## 文本节选
************

自定义函数被称为(UDF)
UDF分为三种:
UDF :输入一行,返回一个结果 ;一对一;比如定义一个函数,功能是输入一个IP地址,返回一个对应的省份
UDTF:输入一行,返回多行(hive);一对多;sparkSQL中没有UDTF,spark中用flatMap即可实现该功能
UDAF:输入多行,返回一行;aggregate(聚合),count,sum这些是spark自带的聚合函数,但是复杂的业务,要自己定义
下面来讲解一下UDF和UDAF的使用:
案例:根据IP地址计算出归属地
自定义一个函数,传入一个IP地址,返回一个对应的省份,然后将这个函数进行注册,就可以在SQL语句中使用我们自定义的函数了。
package XXX
import cn.edu360.sparkIpTest.TestIp
import org.apache.spark.broadcast.Broadcast
import org.apache.spark.sql.{DataFrame, Dataset, SparkSession}
/**
* Create by 。。。
*
* join的代价太昂贵,而且非常慢,解决思路是将IP规则的表缓存起来(广播变量)
*/
object IpLocationSQL2 {
def main(args: Array[String]): Unit = {
val spark = SparkSession.builder()
.appName("IpLocationSQL")
.master("local[4]")
.getOrCreate()
//将ip.txt读取到HDFS中
import spark.implicits._
val rulesLines: Dataset[String] = spark.read.textFile("数据源地址")

************

## 记录数据
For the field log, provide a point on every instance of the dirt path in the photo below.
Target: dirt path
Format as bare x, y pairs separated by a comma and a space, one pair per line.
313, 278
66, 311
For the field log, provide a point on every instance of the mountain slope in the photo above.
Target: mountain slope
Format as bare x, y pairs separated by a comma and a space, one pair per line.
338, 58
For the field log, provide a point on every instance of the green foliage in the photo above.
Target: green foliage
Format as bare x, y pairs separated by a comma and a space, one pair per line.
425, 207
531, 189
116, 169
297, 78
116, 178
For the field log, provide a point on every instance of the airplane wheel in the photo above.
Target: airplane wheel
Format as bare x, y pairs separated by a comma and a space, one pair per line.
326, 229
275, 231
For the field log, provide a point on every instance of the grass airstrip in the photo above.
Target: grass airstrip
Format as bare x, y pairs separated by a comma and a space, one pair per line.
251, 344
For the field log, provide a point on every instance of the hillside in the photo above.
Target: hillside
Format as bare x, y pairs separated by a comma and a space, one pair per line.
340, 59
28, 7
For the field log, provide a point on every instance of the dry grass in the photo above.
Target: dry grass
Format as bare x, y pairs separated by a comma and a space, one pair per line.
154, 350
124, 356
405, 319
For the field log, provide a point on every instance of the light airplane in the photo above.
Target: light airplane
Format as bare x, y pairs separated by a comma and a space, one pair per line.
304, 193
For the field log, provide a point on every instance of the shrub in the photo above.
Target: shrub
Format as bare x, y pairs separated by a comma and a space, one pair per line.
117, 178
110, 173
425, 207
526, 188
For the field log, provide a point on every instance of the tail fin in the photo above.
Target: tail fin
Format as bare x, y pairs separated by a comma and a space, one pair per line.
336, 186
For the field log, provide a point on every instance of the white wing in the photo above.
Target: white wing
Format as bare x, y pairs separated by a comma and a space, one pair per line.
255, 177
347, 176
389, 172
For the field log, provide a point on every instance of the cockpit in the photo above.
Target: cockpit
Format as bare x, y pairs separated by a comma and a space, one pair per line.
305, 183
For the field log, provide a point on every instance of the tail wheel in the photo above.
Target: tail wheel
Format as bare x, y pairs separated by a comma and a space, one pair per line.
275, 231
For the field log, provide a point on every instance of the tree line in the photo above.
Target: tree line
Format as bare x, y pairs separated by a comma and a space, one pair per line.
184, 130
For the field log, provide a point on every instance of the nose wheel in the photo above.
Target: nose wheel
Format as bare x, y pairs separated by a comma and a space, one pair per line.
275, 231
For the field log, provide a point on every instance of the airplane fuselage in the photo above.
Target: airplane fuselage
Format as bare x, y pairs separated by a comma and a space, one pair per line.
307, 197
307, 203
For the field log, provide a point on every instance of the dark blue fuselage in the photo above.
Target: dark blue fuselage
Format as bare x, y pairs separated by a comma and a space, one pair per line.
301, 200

************

## 你的任务
1: 根据节选,回答下面几个问题:
(a) 节选说 sparkSQL 中有没有 UDTF?spark 中用什么实现这一功能?
(b) “案例”一行给出的目标是什么?
(c) 注释里说 join 有什么问题,解决思路又是什么?
2: 把节选中从“package XXX”一直到“规则的表缓存起来(广播变量)”的这部分重写一遍,并把其中的“广播变量”换成“广播数据”。

## 逐题答案
1:
(a) sparkSQL 中没有 UDTF,spark 中用 flatMap 即可实现该功能。
(b) 根据 IP 地址计算出归属地。
(c) join 的代价太昂贵,而且非常慢;解决思路是将 IP 规则的表缓存起来(广播变量)。

2:
package XXX
import cn.edu360.sparkIpTest.TestIp
import org.apache.spark.broadcast.Broadcast
import org.apache.spark.sql.{DataFrame, Dataset, SparkSession}
/**
* Create by 。。。
*
* join的代价太昂贵,而且非常慢,解决思路是将IP规则的表缓存起来(广播数据)